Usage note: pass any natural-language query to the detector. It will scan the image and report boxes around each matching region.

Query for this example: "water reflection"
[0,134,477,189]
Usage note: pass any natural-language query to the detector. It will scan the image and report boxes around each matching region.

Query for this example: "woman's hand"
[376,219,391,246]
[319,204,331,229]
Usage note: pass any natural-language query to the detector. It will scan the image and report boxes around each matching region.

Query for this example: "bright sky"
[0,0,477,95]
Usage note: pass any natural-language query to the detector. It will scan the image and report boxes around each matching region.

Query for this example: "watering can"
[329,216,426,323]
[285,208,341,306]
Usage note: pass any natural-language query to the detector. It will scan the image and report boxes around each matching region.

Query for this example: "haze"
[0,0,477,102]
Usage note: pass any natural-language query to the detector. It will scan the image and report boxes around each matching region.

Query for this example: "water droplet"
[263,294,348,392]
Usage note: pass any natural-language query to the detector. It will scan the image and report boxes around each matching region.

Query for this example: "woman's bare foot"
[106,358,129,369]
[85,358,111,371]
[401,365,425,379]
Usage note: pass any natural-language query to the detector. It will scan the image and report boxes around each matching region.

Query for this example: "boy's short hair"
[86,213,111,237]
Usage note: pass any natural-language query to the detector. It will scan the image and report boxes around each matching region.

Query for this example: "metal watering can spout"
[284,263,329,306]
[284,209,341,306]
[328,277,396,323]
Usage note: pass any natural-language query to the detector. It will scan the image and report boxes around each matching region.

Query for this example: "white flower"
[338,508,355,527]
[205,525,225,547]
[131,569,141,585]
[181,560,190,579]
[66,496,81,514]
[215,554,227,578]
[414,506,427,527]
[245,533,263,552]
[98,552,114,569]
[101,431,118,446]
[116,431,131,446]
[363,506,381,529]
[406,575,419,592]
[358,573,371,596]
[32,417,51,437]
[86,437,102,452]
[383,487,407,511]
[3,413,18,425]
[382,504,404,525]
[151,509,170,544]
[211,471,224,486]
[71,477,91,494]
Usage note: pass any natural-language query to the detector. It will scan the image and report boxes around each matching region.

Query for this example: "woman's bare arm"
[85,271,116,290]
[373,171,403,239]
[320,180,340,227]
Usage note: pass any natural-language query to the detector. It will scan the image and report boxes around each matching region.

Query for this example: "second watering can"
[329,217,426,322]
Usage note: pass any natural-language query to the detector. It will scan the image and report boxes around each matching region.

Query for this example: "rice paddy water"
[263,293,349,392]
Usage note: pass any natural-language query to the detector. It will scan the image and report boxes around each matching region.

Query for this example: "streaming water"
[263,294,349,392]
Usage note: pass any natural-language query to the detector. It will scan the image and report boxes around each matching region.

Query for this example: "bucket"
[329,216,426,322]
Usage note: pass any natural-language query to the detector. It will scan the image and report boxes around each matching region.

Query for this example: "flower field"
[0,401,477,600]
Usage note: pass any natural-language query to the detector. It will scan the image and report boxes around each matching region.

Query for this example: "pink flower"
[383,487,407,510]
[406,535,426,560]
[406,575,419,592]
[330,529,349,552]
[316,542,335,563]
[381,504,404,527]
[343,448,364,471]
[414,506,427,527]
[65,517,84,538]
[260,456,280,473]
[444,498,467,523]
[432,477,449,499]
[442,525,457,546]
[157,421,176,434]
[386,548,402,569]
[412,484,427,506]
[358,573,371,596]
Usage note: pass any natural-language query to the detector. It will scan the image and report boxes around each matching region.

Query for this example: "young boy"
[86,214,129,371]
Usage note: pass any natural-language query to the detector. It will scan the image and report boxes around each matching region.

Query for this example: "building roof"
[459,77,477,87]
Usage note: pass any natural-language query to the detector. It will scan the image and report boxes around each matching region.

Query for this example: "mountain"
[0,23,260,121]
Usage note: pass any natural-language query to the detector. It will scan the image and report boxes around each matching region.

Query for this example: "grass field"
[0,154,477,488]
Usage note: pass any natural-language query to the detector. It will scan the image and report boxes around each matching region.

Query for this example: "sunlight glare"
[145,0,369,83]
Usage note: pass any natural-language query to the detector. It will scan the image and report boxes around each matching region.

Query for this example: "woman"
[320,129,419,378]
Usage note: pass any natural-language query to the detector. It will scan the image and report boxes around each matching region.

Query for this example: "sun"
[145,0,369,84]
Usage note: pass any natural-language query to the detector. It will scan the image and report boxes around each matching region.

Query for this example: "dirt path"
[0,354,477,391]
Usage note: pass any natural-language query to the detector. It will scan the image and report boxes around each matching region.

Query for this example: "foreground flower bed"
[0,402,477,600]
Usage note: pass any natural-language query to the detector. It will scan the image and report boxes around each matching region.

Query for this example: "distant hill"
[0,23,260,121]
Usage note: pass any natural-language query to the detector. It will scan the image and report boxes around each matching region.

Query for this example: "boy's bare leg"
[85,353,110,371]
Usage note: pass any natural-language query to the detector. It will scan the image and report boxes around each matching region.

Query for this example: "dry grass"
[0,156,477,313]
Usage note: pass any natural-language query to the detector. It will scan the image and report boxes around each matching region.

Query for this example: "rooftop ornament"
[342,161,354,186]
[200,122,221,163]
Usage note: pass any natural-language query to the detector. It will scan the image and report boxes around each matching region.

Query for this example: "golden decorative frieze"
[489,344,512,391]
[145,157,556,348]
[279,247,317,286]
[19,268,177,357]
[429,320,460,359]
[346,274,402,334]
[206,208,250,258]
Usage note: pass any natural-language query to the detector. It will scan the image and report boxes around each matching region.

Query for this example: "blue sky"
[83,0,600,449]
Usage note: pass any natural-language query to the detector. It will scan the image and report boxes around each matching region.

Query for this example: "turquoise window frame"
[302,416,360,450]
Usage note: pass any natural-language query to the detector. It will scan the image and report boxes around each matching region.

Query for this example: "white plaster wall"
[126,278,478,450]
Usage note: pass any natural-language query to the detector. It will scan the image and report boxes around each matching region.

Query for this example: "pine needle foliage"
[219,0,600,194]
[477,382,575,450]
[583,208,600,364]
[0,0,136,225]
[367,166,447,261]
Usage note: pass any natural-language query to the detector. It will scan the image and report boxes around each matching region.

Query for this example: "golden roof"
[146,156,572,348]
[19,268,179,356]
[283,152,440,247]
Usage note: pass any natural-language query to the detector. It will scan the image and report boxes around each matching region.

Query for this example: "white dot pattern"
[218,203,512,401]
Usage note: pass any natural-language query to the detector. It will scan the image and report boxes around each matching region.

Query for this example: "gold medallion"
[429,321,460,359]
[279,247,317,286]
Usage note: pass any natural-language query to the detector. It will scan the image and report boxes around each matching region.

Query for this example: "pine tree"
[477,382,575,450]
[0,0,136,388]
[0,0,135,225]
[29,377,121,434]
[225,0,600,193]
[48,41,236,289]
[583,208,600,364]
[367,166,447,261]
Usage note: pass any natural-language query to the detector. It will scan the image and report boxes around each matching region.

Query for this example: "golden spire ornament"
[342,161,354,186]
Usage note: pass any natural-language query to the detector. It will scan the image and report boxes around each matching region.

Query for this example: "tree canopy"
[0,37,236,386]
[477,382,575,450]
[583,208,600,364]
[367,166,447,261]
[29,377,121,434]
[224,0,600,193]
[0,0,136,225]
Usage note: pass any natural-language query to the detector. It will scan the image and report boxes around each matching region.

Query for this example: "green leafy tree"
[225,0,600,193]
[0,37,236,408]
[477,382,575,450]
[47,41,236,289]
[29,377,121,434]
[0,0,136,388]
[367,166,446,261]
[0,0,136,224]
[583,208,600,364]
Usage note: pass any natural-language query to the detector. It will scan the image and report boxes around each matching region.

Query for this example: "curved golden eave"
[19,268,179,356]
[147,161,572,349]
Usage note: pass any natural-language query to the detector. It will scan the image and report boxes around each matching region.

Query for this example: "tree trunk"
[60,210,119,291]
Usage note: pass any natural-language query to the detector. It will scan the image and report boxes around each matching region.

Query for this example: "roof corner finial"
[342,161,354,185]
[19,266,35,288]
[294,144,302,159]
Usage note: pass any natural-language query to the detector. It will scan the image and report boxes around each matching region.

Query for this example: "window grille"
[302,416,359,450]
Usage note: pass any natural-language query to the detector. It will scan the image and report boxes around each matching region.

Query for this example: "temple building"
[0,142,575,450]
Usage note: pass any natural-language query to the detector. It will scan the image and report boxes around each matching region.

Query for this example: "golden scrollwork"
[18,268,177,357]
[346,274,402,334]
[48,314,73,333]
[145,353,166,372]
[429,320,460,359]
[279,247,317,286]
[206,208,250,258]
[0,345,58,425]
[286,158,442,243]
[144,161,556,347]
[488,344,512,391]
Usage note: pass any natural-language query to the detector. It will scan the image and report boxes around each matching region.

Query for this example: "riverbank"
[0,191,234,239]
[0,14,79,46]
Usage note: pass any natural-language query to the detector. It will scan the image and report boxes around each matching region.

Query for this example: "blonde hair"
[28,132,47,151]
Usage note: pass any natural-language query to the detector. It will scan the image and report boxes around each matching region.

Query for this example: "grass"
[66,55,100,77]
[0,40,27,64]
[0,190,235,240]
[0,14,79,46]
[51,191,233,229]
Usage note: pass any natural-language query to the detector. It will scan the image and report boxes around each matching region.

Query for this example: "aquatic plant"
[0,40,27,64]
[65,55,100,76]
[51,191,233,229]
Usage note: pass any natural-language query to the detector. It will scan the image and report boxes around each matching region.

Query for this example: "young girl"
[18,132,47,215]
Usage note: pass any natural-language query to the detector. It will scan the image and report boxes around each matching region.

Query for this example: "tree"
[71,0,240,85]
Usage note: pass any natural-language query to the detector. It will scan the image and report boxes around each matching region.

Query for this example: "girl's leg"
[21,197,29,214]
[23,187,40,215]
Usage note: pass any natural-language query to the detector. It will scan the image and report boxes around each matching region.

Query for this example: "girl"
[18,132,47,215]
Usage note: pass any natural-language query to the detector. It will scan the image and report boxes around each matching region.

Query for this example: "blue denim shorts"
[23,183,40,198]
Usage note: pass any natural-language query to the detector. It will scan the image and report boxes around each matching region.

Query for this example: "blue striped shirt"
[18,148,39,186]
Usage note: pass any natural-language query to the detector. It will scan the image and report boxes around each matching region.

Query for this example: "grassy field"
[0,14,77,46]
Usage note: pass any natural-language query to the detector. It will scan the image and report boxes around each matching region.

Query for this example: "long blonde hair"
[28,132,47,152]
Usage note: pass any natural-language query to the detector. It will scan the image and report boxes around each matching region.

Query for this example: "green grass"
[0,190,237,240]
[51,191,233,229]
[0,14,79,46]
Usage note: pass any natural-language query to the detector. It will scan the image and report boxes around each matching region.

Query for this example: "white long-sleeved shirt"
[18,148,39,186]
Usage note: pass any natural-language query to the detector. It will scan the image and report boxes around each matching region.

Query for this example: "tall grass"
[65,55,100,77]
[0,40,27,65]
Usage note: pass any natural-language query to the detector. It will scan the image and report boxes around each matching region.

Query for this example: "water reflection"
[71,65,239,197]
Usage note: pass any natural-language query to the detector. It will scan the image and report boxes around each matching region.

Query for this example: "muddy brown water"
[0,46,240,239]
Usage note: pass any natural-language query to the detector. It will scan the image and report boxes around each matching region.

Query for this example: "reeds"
☆ ☆ ☆ ☆ ☆ ☆ ☆
TASK DETAILS: Reproduce the listing from its start through the line containing "[319,204,331,229]", substituting "locator" for "detector" and leaving all else unchanged.

RESULT:
Usage note: pass any natural-language query to the locator. It will scan the image and report boxes around each matching region.

Query for this example: "water reflection"
[0,134,477,189]
Usage note: pass any natural-language query to the locator. It will scan the image and report boxes around each matching region.

Query for this example: "woman's hand"
[376,219,391,246]
[319,204,331,229]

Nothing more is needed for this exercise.